INSTRUCTIONS TO FOLLOW → Starting at the beginning of the records and stopping after the line that contains "POLYGON ((131 10, 124", rewrite those lines with "elderly man's face" replaced by "older man's face" and everything else unchanged.

─── LISTED ENTRIES ───

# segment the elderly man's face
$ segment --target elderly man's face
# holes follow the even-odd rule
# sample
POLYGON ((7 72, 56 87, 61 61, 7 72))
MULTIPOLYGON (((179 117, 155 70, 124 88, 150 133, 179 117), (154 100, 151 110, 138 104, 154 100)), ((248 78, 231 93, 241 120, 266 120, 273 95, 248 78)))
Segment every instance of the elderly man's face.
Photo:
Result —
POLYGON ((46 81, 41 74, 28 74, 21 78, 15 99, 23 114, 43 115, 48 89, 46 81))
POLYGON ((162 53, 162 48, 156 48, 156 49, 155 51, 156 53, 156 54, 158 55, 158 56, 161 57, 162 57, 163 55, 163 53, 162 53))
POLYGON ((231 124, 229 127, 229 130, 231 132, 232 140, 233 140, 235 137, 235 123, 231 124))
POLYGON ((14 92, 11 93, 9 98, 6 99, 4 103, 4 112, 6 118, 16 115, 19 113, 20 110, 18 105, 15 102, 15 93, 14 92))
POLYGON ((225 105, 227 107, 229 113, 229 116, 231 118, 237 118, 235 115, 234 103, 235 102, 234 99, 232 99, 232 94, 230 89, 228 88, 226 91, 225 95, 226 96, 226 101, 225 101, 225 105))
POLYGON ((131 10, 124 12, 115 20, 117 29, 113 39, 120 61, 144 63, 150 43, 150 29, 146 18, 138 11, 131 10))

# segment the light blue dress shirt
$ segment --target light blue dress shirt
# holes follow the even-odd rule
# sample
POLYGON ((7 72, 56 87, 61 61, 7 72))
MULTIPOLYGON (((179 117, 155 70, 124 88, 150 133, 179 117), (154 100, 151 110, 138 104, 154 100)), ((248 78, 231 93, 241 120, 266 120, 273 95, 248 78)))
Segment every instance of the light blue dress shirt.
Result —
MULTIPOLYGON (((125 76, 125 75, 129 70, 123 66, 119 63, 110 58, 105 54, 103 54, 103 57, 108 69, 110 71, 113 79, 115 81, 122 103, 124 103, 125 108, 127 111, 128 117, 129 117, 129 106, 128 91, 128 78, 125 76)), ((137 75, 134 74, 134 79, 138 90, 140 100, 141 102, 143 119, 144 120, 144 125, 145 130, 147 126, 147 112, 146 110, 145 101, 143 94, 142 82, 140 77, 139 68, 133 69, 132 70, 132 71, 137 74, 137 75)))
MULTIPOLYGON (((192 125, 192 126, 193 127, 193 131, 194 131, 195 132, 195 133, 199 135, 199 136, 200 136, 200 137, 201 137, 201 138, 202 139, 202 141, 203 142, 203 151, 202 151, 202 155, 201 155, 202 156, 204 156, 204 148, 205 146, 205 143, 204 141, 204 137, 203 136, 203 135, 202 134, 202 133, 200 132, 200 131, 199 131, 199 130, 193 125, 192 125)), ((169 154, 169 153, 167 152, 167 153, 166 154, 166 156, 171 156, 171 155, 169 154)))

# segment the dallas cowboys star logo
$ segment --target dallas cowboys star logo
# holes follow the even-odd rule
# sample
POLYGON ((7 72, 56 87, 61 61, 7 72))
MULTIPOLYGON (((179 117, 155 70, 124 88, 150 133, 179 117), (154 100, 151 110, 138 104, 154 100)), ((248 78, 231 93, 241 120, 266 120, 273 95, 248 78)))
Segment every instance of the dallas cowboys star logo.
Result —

───

COMPLETED TASK →
# segment the older man's face
$ segment --target older man's face
# holes follow the even-odd rule
# sample
POLYGON ((7 72, 56 87, 61 61, 7 72))
MULTIPOLYGON (((179 117, 155 70, 124 88, 150 133, 179 117), (154 100, 151 110, 138 104, 154 100)), ((248 78, 231 93, 241 120, 266 120, 273 95, 248 78)))
Segment every instance of the older man's face.
Photo:
Result —
POLYGON ((46 81, 41 74, 28 74, 21 78, 15 99, 23 114, 43 115, 48 89, 46 81))
POLYGON ((162 53, 162 48, 156 48, 156 49, 155 51, 156 53, 156 54, 158 55, 158 56, 161 57, 162 57, 163 55, 163 53, 162 53))
POLYGON ((231 124, 229 127, 229 130, 231 132, 232 140, 233 140, 235 137, 235 123, 231 124))
POLYGON ((14 92, 11 93, 9 98, 6 99, 4 103, 4 112, 6 118, 16 115, 19 113, 20 110, 18 105, 15 102, 15 93, 14 92))
POLYGON ((225 105, 227 107, 229 113, 229 116, 231 118, 237 118, 235 115, 234 103, 235 102, 234 99, 232 99, 232 94, 230 89, 228 88, 226 91, 225 95, 226 96, 226 101, 225 101, 225 105))
POLYGON ((131 10, 124 12, 115 20, 117 29, 113 39, 120 61, 144 63, 150 43, 150 29, 146 18, 138 11, 131 10))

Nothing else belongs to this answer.